EXERCISE TASK: Locate each line in the records below that contains the word "reflection" with matching capitalization, and copy those lines.

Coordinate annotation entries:
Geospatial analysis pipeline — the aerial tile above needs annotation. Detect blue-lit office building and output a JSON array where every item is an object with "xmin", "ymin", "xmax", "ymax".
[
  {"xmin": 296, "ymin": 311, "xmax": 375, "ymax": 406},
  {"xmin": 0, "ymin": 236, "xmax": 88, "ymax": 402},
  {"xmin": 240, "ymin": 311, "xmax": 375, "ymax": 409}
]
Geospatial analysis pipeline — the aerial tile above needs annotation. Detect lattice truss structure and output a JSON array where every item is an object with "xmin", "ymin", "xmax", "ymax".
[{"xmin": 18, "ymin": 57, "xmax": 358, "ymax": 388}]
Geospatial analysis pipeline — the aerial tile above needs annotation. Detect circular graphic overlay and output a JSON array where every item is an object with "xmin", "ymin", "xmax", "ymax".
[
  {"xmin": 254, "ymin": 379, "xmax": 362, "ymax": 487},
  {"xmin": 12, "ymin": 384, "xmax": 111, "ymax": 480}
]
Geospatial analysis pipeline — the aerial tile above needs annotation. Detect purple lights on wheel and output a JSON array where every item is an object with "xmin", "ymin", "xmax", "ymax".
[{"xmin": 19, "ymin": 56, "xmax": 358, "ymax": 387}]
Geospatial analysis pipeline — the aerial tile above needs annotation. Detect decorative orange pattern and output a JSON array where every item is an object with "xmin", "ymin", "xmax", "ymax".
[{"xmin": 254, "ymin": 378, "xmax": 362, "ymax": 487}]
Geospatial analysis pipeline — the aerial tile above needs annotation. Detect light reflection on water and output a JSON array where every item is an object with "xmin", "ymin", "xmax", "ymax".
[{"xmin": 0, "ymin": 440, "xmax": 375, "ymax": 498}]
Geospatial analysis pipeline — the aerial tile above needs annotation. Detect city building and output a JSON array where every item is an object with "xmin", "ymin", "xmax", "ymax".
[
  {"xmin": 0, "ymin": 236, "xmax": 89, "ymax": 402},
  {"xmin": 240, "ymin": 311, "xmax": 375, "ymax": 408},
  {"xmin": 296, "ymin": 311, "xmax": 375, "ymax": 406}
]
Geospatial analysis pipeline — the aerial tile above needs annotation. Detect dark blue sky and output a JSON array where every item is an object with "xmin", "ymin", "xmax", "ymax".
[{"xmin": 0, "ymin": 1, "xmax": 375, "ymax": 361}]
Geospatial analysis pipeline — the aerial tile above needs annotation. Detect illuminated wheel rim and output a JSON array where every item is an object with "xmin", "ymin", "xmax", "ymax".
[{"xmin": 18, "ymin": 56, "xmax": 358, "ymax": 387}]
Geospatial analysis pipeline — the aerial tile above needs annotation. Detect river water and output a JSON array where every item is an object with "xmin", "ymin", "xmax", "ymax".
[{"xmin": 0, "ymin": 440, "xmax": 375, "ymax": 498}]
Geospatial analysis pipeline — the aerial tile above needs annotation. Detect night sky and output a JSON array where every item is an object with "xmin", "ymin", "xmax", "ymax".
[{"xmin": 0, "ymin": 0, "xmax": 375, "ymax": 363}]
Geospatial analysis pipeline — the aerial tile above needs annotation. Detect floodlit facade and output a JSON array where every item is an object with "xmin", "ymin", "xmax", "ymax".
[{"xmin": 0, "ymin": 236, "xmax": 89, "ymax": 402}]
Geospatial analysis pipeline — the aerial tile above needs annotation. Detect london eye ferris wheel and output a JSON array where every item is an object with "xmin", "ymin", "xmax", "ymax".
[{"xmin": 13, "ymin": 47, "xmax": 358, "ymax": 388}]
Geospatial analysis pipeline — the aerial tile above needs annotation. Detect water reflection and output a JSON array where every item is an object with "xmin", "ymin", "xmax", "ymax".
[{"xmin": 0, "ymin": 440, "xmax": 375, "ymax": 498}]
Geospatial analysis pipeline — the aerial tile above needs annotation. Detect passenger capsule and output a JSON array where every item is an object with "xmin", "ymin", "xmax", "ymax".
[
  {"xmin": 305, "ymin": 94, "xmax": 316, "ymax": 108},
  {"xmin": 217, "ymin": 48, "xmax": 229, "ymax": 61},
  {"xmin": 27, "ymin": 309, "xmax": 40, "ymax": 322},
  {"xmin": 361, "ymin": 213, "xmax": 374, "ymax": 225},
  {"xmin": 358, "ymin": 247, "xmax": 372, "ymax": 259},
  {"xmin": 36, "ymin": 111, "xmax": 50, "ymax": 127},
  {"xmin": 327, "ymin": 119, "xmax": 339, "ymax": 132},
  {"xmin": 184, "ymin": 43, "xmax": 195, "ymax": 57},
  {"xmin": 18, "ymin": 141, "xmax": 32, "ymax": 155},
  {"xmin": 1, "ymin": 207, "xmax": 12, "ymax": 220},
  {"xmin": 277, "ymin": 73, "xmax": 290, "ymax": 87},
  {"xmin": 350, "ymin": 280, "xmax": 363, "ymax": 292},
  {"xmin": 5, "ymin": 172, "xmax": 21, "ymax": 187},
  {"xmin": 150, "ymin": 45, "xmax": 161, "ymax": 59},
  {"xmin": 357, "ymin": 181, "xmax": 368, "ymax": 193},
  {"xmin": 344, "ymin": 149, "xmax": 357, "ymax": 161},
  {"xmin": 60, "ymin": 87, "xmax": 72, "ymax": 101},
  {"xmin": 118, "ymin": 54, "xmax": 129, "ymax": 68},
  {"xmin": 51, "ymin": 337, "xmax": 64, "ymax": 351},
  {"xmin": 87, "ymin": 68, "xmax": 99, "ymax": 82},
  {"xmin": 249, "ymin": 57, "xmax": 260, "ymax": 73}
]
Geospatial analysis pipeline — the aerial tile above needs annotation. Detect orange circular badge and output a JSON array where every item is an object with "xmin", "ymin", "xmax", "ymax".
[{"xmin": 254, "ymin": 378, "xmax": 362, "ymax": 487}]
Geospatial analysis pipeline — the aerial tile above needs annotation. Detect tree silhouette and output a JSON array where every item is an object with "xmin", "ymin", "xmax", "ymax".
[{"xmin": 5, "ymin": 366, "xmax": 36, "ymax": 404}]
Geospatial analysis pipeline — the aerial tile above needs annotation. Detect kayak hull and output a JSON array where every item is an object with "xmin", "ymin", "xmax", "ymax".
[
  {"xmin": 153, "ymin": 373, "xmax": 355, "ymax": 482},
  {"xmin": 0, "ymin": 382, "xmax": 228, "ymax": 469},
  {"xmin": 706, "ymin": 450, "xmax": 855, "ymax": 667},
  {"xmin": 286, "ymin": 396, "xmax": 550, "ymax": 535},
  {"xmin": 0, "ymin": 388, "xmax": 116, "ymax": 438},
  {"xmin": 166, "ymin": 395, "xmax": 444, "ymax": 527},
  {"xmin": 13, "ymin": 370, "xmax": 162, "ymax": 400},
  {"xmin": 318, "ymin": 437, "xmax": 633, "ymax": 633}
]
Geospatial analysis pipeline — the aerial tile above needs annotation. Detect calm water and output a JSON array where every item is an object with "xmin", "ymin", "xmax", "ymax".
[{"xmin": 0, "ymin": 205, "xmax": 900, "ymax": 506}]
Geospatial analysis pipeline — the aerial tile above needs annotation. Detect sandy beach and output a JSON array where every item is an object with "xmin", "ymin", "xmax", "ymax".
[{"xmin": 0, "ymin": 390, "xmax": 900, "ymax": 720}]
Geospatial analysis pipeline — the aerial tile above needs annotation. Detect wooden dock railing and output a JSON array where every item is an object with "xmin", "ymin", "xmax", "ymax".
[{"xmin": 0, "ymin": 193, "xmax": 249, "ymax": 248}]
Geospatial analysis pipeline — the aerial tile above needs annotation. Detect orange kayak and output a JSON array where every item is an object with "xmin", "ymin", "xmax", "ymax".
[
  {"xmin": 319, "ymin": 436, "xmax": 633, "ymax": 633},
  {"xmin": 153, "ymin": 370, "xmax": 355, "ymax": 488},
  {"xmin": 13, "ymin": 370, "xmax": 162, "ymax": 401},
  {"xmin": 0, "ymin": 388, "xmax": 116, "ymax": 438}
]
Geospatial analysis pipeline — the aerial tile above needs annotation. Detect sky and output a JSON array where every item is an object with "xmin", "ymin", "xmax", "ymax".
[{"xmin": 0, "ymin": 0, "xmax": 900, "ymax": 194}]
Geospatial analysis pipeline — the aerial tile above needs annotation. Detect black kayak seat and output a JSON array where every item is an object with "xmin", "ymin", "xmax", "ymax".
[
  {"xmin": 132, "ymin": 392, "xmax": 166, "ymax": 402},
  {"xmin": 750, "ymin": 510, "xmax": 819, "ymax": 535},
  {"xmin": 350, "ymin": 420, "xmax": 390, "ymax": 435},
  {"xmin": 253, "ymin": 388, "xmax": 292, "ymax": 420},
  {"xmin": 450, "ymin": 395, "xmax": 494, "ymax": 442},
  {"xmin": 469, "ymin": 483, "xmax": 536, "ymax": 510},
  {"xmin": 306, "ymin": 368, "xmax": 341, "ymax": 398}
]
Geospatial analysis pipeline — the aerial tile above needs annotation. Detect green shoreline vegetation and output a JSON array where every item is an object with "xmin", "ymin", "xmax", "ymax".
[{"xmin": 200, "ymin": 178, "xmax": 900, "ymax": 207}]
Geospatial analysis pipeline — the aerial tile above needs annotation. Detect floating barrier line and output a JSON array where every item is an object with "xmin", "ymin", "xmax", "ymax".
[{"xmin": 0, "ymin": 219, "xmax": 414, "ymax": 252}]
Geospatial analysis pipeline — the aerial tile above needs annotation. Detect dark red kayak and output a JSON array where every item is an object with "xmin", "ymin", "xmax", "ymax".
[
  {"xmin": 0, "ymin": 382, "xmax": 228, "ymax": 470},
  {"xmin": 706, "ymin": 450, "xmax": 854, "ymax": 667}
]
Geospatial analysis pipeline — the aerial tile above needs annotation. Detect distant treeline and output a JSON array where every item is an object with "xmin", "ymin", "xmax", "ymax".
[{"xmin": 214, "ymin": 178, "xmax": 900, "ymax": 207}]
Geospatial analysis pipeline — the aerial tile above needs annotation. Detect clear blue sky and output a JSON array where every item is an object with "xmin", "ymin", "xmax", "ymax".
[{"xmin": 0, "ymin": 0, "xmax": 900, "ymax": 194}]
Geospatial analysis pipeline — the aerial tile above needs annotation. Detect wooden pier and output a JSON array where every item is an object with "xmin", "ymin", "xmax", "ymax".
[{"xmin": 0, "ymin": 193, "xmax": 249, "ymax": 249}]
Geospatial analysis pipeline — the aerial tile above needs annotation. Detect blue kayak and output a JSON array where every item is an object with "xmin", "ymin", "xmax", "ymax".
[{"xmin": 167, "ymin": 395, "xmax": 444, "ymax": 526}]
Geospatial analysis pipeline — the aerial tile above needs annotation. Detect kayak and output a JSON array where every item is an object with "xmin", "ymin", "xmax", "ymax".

TASK SOLUTION:
Geospatial analysis pipeline — the aerial tile above needs annotation. Detect light reflection on water and output a JSON array where every item is an object with "xmin", "ymin", "xmax", "ymax".
Geospatial analysis pipeline — the aerial tile above needs annotation. Detect water reflection and output a JSON array where every item is an object with "xmin", "ymin", "xmax", "ymax".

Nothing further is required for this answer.